Work to complete |
a. Reproduce the Android upload post word for word, starting with "As for my mini-update" and going on through "he’s my witness.".
b. Condense the paragraph of the Android upload post that opens with "As for my mini-update" into a bulleted list that keeps its main facts.

Exercise text |
I’m pretty sure MediaPlayer can be whatever you want too, but the snippet I found had that in it, and I haven’t tried to change it. (All it does is categorize the log messages)

As for my mini-update with the Upload code, it works again!!! The issue was with the file system, as I suspected. I’ve fixed the stupid things I did to it, and all is well. I can upload from emulator to octopussy flawlessly, but real phone to octopussy is still a no-go. I think it may have to do with internet permissions on the phone, but I’m still testing. I hope to blog some success on that front either later today or Monday!

Uploading Files from Android (progress update 2)

Right before I left the lab yesterday, I uploaded from the Android Emulator to Octopussy successfully. Daniel was here, he’s my witness.

Today, it doesn’t work, which is super awesome. It isn’t a matter of computer goblins or anything like that though, the Android Emulator was running a pseudo-SD card which I had manually pushed my test file onto. That is the only thing that changed from yesterday to today, so something has gone wrong with the file system. I’ve been making some attempts to get away from using the SD cards for my testing, because it is a bit unpredictable.

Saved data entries
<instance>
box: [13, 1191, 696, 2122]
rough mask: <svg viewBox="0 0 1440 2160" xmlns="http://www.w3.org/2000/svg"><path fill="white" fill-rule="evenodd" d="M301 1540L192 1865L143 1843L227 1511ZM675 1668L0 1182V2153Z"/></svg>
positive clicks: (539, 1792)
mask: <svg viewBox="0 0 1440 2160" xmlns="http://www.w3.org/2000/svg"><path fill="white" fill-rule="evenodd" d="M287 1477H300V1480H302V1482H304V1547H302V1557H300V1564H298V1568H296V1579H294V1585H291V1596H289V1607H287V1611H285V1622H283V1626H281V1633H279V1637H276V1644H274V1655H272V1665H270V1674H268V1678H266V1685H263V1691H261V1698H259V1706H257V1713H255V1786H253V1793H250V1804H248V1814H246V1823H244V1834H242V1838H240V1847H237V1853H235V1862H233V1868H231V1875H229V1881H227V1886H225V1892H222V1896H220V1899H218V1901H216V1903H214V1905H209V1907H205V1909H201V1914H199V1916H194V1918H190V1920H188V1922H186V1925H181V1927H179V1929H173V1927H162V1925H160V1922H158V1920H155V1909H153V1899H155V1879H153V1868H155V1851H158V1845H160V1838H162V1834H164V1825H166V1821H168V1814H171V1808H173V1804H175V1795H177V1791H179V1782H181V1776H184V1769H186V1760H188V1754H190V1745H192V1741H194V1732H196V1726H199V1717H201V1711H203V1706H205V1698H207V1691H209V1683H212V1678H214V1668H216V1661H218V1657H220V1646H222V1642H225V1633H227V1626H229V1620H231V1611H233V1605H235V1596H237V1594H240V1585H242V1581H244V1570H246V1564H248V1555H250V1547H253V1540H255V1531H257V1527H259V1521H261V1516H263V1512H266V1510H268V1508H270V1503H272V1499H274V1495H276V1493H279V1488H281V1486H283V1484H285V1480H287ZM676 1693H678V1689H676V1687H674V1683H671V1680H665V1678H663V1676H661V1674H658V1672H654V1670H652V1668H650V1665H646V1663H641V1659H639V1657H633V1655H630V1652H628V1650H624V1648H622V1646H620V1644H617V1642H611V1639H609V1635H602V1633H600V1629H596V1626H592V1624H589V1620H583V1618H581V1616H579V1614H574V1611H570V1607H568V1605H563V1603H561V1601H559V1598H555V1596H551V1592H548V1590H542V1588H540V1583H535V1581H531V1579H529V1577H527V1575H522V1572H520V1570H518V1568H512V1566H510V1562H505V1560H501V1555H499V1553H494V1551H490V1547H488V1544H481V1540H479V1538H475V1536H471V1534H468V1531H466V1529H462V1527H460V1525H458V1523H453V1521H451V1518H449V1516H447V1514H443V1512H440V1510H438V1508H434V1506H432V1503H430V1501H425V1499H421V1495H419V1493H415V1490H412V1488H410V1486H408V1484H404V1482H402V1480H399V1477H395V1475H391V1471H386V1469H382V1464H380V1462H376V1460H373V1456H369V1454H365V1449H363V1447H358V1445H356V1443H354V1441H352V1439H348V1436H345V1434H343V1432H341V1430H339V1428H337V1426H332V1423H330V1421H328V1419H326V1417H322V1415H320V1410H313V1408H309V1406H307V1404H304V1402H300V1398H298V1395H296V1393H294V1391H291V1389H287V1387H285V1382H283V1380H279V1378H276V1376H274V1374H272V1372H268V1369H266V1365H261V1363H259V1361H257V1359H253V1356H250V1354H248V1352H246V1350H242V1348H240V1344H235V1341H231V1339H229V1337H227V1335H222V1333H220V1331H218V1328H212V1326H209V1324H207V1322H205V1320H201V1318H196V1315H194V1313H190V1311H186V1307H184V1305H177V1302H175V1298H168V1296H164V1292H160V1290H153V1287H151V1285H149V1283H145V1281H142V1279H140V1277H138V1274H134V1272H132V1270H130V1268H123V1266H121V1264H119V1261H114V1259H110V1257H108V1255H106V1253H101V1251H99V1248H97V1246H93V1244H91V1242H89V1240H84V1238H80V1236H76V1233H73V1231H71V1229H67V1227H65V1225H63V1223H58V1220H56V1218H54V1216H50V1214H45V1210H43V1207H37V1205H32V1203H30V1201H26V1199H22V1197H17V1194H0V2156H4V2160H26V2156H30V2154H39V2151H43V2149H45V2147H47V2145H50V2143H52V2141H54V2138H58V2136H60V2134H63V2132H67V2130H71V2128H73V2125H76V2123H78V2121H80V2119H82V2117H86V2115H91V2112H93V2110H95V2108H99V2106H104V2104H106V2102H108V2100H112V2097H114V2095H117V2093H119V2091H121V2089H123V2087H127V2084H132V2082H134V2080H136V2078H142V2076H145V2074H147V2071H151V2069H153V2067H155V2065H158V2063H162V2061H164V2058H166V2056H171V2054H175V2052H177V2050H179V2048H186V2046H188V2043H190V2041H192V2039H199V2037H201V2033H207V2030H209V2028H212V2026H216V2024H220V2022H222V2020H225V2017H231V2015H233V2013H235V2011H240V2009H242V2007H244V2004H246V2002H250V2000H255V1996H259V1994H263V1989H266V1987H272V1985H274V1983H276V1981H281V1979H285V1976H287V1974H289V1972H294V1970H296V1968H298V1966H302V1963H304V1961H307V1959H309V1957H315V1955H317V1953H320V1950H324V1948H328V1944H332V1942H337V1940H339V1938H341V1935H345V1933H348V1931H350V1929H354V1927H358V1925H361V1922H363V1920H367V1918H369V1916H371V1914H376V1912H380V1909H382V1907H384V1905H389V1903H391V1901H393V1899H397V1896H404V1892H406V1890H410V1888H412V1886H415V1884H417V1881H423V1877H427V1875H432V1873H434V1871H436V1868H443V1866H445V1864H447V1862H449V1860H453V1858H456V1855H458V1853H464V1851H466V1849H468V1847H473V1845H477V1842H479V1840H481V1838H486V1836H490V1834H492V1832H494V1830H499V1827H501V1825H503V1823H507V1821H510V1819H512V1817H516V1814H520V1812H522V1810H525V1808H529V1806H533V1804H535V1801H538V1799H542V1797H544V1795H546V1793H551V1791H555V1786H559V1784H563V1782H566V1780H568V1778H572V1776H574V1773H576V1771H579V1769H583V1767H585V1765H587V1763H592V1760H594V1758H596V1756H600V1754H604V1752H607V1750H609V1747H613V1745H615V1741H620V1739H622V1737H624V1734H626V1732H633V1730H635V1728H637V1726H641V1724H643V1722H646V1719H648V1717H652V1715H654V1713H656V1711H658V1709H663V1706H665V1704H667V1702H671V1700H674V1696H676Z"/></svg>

Exercise solutions |
a.
As for my mini-update with the Upload code, it works again!!! The issue was with the file system, as I suspected. I’ve fixed the stupid things I did to it, and all is well. I can upload from emulator to octopussy flawlessly, but real phone to octopussy is still a no-go. I think it may have to do with internet permissions on the phone, but I’m still testing. I hope to blog some success on that front either later today or Monday!

Uploading Files from Android (progress update 2)

Right before I left the lab yesterday, I uploaded from the Android Emulator to Octopussy successfully. Daniel was here, he’s my witness.

b.
- The Upload code works again.
- The problem was the file system, as suspected. The mistakes made to it have been fixed.
- Uploading from the emulator to octopussy works flawlessly.
- Uploading from a real phone to octopussy still fails. This may be caused by internet permissions on the phone, and testing continues.
- A post about success on that front is hoped for later today or Monday.